The request:
Rewrite each of the records below as a numbered list of its lines, and leave out any blank lines.

Data lines:
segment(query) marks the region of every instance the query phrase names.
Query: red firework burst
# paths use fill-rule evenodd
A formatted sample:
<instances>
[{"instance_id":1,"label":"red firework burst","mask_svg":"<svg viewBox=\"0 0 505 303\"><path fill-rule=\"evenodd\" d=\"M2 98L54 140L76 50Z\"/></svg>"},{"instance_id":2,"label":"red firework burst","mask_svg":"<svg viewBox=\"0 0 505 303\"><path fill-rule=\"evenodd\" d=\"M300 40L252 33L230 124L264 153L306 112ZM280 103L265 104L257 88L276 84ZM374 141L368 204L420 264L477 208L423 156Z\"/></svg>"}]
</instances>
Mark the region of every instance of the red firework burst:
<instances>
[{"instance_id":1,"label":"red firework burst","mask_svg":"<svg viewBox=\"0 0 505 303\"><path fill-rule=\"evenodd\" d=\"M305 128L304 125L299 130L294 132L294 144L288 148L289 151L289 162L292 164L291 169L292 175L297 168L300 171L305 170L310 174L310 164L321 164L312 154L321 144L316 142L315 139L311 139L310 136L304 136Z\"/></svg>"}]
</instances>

Result of the exercise:
1. segment(query) marks the region of every instance the query phrase names.
2. Query: red firework burst
3. # paths use fill-rule evenodd
4. A formatted sample:
5. <instances>
6. [{"instance_id":1,"label":"red firework burst","mask_svg":"<svg viewBox=\"0 0 505 303\"><path fill-rule=\"evenodd\" d=\"M2 98L54 140L76 50Z\"/></svg>"},{"instance_id":2,"label":"red firework burst","mask_svg":"<svg viewBox=\"0 0 505 303\"><path fill-rule=\"evenodd\" d=\"M300 40L252 33L230 124L264 153L306 112ZM280 103L265 104L257 88L276 84ZM374 141L368 204L420 264L477 208L423 156Z\"/></svg>"}]
7. </instances>
8. Mark the region of every instance of the red firework burst:
9. <instances>
10. [{"instance_id":1,"label":"red firework burst","mask_svg":"<svg viewBox=\"0 0 505 303\"><path fill-rule=\"evenodd\" d=\"M305 128L304 125L299 130L294 132L294 144L288 148L289 151L289 162L292 164L291 169L292 175L297 168L300 171L305 170L310 174L310 164L321 164L312 154L321 144L316 142L315 139L311 139L310 136L304 136Z\"/></svg>"}]
11. </instances>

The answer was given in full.